Source document:
————

Network Throttling and Performance issues with a EXSi host.

Notice: Page may contain affiliate links for which we may earn a small commission through services like Amazon Affiliates or Skimlinks.

Socrates

Member
Dec 28, 2016
92
7
8
47
Hi all,


My home server is built around a SuperMicro MBD-X10DRI powered by a dual Xeon E5 2630 v4 CPU. The memory currently is just at 32gb (gosh i wished the memory prices go down).
So Currently I have a few VM hosts running on this server, to be precise 5.
None of these hosts are resource intensive.

However recently I've created a host for windows 10 its primarily for p2p torrenting (pretty much legal stuff), and this host lags like crazy. The os freezes every few seconds and regains then lags and this keeps going on. Have assigned 16 CPu to this host, 16gb memory and PCIE passthrough using a LSI card to a 24 port SAS2 backplane. The hosts are on Intel Enterprise SSD's.
Let me talk a bit more about this in detail.

So I have a 1gbps bandwith at home, and on this ESXI server.
If i am downloading on my standalone PC i get expected speed of 112-113 mb/sec But if i try to do the same thing on this vm window host, i never get over 25 mb/sec. Plus the torrent client freezes, and so does any other open application or window on this host.
Not sure if this is due to HDD, or misconfigured CPU allocation? is that even a thing.
Let me explain.

The two cpu combined I get 20 CPU's.
I have been generously allocating CPU's to various hosts. Could this be the issue.?
For eg:-
I have assigned 16 CPU's for FreeNAS
As all the 16 is not used all the time (i guess), i have assigned 16 cpu again to SnapRAID server (media server host on Windows 10).
Again generously I have assiged 10 CPU's to AD, DHCP, DNS server.
D0 u think the over allocation of the cpu might be causing all this? I was thinking if all of the CPU's are not fully utilized by a single host, why not just assign the extra cpu's while building the host. I can shut the hosts and edit out the allocation if required and if this is what is causing the hosts to lag.
The network switch is a gigabit switch. Please note, the standalone PC is also connected to this switch, there is not bandwith lag on PC. Only on the vm hosts. Plus i think the main issue is due to the lag in the host itself, its also affecting the bandwith.

Are there settings one has to edit after installing ESXI for supporting 1gbps internet bandwith? Or tune the cpu, memory etc in the esxi server?
Please guide. Why is the host lagging, hdd slow and internet throttling?
The Chassis is 4U SuperMicro with a SAS2 backplane.
Pls note, the network card is built in to the MBD-X10DRI motherboard (i350 dual gbe LAN)

Or some driver issue?

————

Information supplied:
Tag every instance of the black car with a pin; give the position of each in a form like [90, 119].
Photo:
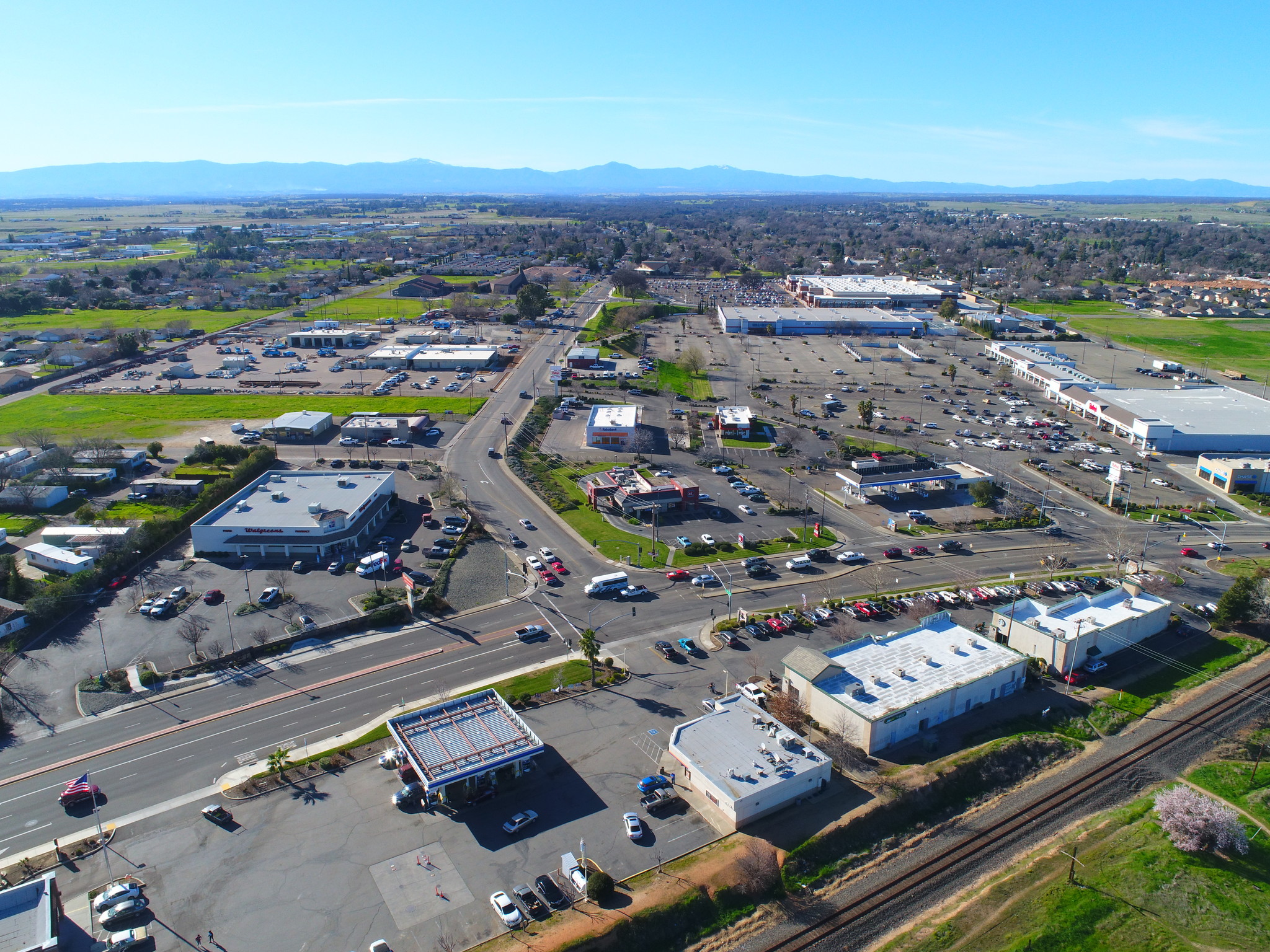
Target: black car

————

Directions for this task: Can you give the part of the post about the lagging ESXi host starting with "I have been" and going on through "DHCP, DNS server." again, swapping "FreeNAS" for "TrueNAS"?

The response:
I have been generously allocating CPU's to various hosts. Could this be the issue.?
For eg:-
I have assigned 16 CPU's for TrueNAS
As all the 16 is not used all the time (i guess), i have assigned 16 cpu again to SnapRAID server (media server host on Windows 10).
Again generously I have assiged 10 CPU's to AD, DHCP, DNS server.